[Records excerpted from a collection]

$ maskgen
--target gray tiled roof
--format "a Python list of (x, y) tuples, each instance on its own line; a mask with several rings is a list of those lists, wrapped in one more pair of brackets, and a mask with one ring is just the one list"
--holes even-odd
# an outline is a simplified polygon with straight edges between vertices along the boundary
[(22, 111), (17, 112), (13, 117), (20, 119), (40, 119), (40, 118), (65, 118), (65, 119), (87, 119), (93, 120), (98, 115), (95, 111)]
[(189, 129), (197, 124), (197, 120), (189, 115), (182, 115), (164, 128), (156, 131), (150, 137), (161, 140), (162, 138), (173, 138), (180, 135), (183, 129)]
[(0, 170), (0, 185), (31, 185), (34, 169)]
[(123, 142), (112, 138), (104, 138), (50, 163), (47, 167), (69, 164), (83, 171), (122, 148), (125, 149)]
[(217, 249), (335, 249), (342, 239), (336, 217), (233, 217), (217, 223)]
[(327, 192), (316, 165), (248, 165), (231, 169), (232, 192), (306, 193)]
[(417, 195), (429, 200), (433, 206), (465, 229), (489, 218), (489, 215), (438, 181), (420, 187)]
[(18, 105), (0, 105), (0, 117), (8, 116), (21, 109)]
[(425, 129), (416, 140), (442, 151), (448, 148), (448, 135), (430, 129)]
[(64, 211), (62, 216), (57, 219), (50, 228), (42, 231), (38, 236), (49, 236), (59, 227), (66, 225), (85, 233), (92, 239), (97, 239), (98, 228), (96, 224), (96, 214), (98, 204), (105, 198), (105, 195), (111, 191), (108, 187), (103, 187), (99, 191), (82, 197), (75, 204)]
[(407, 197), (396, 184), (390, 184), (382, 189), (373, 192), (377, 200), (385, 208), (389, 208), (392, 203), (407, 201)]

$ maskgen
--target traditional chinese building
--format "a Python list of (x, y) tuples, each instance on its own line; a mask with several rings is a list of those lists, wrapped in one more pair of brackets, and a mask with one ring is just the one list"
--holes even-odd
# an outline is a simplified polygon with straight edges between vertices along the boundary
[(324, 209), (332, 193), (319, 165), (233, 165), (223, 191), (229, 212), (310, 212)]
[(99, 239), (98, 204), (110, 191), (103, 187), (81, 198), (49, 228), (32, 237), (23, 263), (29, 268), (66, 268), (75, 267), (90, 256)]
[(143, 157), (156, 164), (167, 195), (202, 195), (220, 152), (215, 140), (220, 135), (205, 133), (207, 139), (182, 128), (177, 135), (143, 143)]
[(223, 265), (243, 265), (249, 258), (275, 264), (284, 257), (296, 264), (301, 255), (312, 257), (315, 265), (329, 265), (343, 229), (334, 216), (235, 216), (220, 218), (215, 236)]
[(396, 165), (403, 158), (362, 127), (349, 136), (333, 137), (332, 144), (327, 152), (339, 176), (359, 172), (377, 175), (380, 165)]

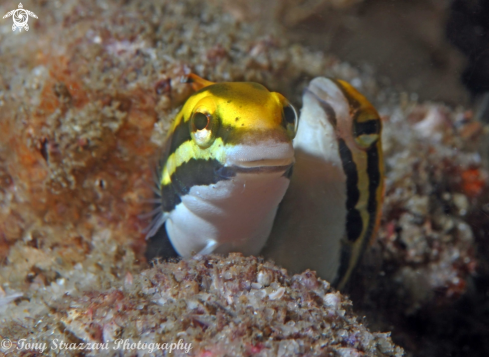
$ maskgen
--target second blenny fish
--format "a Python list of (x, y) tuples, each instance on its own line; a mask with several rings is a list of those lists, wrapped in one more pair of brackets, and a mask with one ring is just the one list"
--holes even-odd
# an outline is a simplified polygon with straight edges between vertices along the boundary
[(147, 256), (263, 254), (342, 288), (380, 217), (376, 110), (348, 83), (316, 78), (298, 125), (289, 101), (261, 84), (189, 80), (198, 91), (168, 133), (148, 236), (165, 229)]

- [TO DO]: Each record must be quoted in full and exactly. Do not include the pictures.

- [TASK RESPONSE]:
$ maskgen
--target gray tiled roof
--format "a Python list of (x, y) tuples, each instance on its own line; a mask with several rings is a list of those lists, wrapped in one more pair of brackets, and a mask with one ring is just the one list"
--holes even-odd
# an outline is a simplified polygon with straight edges between vertices along the boundary
[(22, 111), (17, 112), (13, 117), (20, 119), (40, 119), (40, 118), (65, 118), (65, 119), (87, 119), (93, 120), (98, 115), (95, 111)]
[(189, 129), (197, 124), (197, 120), (189, 115), (182, 115), (164, 128), (156, 131), (150, 137), (161, 140), (162, 138), (173, 138), (180, 135), (183, 129)]
[(0, 170), (0, 185), (31, 185), (34, 169)]
[(123, 142), (112, 138), (104, 138), (50, 163), (47, 167), (69, 164), (83, 171), (122, 148), (125, 149)]
[(217, 249), (335, 249), (342, 239), (336, 217), (233, 217), (217, 223)]
[(327, 192), (316, 165), (248, 165), (231, 169), (232, 192), (306, 193)]
[(417, 195), (429, 200), (433, 206), (465, 229), (489, 218), (489, 215), (438, 181), (420, 187)]
[(18, 105), (0, 105), (0, 117), (8, 116), (21, 109)]
[(425, 129), (416, 140), (442, 151), (448, 148), (448, 135), (430, 129)]
[(64, 211), (62, 216), (57, 219), (50, 228), (42, 231), (38, 236), (49, 236), (59, 227), (66, 225), (85, 233), (92, 239), (97, 239), (98, 228), (96, 224), (96, 214), (98, 204), (105, 198), (105, 195), (111, 191), (108, 187), (103, 187), (99, 191), (82, 197), (75, 204)]
[(407, 197), (396, 184), (390, 184), (382, 189), (373, 192), (377, 200), (385, 208), (389, 208), (392, 203), (407, 201)]

$ maskgen
--target traditional chinese building
--format "a Python list of (x, y) tuples, each instance on its own line; a mask with several rings is a list of those lists, wrapped in one more pair of brackets, and a mask with one ring is just the one list"
--holes even-odd
# an outline is a simplified polygon with straight edges between vertices along the boundary
[(324, 209), (332, 193), (319, 165), (233, 165), (223, 191), (229, 212), (310, 212)]
[(99, 239), (98, 204), (110, 191), (103, 187), (81, 198), (49, 228), (32, 237), (23, 263), (29, 268), (66, 268), (75, 267), (90, 256)]
[(143, 157), (156, 164), (167, 195), (202, 195), (220, 152), (215, 140), (220, 135), (205, 133), (207, 139), (182, 128), (177, 135), (143, 143)]
[(223, 265), (243, 265), (249, 258), (275, 264), (284, 257), (296, 264), (301, 255), (312, 257), (315, 265), (329, 265), (343, 229), (334, 216), (235, 216), (220, 218), (215, 236)]
[(396, 165), (403, 158), (362, 127), (349, 136), (333, 137), (332, 144), (327, 152), (339, 176), (359, 172), (377, 175), (380, 165)]

$ maskgen
--target second blenny fish
--format "a Python list of (x, y) tuples, each instance on its own line; a mask with several rings is a list of those lists, wrapped in one more pair of brackets, and a mask with one ring is just the one list"
--holes even-odd
# an outline is a simplified polygon with straight edges between vertices along the boundary
[(147, 256), (263, 254), (342, 288), (380, 217), (376, 110), (348, 83), (316, 78), (298, 125), (289, 101), (261, 84), (189, 80), (198, 91), (168, 133), (148, 236), (165, 229)]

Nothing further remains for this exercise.